### [Text provided]
◆ ◆ ◆ ◆ ◆ ◆ ◆

Re: TRAP: FailedAssertion("HaveRegisteredOrActiveSnapshot()", File: "toast_internals.c", Line: 670, PID: 19403)

From: Tom Lane <tgl(at)sss(dot)pgh(dot)pa(dot)us>
To: Robert Haas <robertmhaas(at)gmail(dot)com>
Cc: Andres Freund <andres(at)anarazel(dot)de>, Justin Pryzby <pryzby(at)telsasoft(dot)com>, Kyotaro Horiguchi <horikyota(dot)ntt(at)gmail(dot)com>, Erik Rijkers <er(at)xs4all(dot)nl>, Matthias van de Meent <boekewurm+postgres(at)gmail(dot)com>, PostgreSQL Hackers <pgsql-hackers(at)lists(dot)postgresql(dot)org>
Subject: Re: TRAP: FailedAssertion("HaveRegisteredOrActiveSnapshot()", File: "toast_internals.c", Line: 670, PID: 19403)
Date: 2022-04-18 17:20:54
Message-ID: 2359643.1650302454@sss.pgh.pa.us
Views: Raw Message | Whole Thread | Download mbox | Resend email
Thread:
Lists: pgsql-hackers

Robert Haas <robertmhaas(at)gmail(dot)com> writes:
> I wasn't really taking a position either way about timing. If we can
> demonstrate that things other than HaveRegisteredOrActiveSnapshot()
> itself are misbehaving, then I think fixes for those bugs are
> potentially back-patchable no matter where we are in the release
> cycle,

Sure, but ...

◆ ◆ ◆ ◆ ◆ ◆ ◆

### [Direction]
To which mailing list was the message above posted?

◆ ◆ ◆ ◆ ◆ ◆ ◆

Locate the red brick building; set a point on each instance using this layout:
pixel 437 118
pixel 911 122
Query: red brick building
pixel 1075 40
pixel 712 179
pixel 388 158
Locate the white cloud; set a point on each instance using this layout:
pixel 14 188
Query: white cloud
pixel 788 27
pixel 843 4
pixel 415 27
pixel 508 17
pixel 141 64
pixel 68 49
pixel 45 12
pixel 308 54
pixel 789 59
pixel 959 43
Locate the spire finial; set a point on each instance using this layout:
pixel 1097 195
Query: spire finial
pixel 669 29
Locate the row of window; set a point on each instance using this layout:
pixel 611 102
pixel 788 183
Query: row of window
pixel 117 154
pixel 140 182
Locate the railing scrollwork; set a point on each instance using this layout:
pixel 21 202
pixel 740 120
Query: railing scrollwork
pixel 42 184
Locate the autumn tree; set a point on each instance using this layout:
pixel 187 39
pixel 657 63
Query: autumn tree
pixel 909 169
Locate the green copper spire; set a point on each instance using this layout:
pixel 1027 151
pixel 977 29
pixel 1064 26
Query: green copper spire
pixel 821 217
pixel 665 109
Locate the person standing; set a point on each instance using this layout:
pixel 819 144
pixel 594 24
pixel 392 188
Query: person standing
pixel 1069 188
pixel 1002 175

◆ ◆ ◆ ◆ ◆ ◆ ◆

### [Output for this exercise]
pgsql-hackers